** BEGIN Supplied data **
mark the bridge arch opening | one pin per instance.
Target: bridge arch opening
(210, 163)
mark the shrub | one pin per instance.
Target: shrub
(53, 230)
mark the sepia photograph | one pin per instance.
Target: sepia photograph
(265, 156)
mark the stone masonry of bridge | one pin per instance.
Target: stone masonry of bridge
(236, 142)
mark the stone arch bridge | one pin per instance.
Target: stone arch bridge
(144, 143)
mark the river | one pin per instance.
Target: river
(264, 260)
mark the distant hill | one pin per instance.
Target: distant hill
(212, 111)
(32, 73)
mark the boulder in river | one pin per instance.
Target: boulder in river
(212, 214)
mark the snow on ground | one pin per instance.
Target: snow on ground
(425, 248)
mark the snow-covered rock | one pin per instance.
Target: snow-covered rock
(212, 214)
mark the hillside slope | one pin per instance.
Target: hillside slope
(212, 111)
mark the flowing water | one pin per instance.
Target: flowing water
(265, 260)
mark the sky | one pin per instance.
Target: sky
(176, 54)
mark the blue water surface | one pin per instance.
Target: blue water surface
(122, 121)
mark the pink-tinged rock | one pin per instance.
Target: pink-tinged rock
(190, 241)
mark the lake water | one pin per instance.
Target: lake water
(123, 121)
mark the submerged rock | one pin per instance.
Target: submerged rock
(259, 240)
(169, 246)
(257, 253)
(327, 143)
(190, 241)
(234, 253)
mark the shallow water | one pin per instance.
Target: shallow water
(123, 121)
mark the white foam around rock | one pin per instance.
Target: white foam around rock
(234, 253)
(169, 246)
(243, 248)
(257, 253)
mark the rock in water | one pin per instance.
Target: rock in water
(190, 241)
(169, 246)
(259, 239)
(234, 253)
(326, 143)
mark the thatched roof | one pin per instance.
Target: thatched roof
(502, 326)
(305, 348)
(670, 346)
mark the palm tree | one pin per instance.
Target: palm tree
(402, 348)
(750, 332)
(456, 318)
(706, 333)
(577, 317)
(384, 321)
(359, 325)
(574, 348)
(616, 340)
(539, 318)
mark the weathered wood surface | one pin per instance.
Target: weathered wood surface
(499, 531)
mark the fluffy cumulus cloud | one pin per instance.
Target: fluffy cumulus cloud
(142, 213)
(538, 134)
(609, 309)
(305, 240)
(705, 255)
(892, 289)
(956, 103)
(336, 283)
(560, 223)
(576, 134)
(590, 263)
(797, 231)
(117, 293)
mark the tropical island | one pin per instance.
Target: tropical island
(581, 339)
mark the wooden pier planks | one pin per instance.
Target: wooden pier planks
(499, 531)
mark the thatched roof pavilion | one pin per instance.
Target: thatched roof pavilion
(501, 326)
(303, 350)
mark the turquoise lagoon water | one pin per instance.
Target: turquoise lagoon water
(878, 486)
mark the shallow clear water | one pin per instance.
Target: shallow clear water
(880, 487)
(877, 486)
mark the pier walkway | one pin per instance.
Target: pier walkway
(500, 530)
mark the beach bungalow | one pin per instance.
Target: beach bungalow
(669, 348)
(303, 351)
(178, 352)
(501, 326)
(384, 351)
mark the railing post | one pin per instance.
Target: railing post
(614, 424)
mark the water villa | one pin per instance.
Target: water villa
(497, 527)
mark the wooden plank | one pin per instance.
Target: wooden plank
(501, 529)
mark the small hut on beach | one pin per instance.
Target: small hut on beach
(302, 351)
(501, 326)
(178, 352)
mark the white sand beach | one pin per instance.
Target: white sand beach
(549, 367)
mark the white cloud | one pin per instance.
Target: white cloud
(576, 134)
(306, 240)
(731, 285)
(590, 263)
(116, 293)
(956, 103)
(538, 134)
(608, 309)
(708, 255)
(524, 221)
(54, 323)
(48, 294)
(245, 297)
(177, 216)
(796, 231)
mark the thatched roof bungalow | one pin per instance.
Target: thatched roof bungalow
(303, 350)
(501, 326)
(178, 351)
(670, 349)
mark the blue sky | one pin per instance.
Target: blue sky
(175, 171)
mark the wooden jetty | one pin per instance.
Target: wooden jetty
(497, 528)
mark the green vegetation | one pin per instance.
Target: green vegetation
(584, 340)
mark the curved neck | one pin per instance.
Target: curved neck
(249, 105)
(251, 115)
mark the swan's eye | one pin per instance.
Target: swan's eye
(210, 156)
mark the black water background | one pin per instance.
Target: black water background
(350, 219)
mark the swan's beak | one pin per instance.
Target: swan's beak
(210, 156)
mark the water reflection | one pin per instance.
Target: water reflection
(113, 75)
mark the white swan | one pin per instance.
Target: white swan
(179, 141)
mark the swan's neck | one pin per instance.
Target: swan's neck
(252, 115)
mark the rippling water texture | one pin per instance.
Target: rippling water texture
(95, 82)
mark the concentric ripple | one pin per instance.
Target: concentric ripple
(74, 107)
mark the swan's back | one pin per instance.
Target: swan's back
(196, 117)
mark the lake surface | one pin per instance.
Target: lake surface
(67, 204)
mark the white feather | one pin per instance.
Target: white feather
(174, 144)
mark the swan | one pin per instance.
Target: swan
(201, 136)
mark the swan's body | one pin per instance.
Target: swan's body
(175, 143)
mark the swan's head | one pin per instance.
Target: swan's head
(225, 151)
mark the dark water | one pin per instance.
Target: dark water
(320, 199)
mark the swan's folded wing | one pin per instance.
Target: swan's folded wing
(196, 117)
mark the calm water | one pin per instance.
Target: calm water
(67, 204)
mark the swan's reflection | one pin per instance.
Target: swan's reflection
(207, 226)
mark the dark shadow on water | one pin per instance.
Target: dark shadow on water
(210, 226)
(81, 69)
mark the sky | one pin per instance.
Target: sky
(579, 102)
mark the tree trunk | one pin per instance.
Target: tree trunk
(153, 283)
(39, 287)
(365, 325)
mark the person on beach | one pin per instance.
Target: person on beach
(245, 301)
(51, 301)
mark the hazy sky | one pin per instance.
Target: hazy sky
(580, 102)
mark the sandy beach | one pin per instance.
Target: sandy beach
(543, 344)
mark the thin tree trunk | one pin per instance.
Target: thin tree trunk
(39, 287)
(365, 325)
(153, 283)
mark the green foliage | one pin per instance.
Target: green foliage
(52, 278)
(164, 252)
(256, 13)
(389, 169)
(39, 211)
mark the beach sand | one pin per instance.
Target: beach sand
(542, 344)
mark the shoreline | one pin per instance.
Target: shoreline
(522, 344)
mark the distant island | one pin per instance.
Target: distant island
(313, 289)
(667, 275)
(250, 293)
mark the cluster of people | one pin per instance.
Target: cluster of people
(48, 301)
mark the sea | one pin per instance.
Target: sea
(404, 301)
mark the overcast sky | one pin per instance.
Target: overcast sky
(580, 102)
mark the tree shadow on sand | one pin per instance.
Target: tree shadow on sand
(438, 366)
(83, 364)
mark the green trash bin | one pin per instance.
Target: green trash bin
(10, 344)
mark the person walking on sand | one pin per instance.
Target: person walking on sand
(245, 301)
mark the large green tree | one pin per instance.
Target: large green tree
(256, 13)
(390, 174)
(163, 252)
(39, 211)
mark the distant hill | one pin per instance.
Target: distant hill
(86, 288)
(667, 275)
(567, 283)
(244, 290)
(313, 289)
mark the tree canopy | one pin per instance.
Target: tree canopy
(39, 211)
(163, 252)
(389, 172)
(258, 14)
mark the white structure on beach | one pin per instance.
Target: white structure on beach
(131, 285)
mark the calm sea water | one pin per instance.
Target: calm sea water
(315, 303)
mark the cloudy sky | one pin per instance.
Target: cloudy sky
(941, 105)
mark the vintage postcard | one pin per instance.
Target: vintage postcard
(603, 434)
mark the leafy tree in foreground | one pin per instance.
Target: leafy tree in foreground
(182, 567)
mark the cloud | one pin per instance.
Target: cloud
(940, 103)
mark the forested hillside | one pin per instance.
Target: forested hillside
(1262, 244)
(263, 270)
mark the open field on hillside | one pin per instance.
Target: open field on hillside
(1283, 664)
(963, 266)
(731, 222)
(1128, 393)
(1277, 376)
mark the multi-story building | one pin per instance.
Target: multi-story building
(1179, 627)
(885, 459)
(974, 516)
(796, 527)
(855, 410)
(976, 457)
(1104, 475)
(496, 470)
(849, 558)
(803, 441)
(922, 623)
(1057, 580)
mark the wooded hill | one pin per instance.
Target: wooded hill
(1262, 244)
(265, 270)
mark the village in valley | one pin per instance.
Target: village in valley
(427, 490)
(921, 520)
** END Supplied data **
● Task details
Give the lines of the data above as a JSON list of strings, one string per line and blank lines omitted, starting at the line that contains "mark the multi-story" and running through the final line of the data.

● The solution
[
  "mark the multi-story building | one pin per instance.",
  "Target: multi-story building",
  "(1179, 627)",
  "(885, 459)",
  "(974, 516)",
  "(796, 527)",
  "(855, 410)",
  "(976, 457)",
  "(1104, 475)",
  "(496, 470)",
  "(849, 558)",
  "(803, 441)",
  "(922, 623)",
  "(1057, 580)",
  "mark the wooded hill | one pin per instance.",
  "Target: wooded hill",
  "(1262, 244)",
  "(265, 270)",
  "mark the village in valley | one pin per instance.",
  "Target: village in valley",
  "(427, 490)",
  "(921, 520)"
]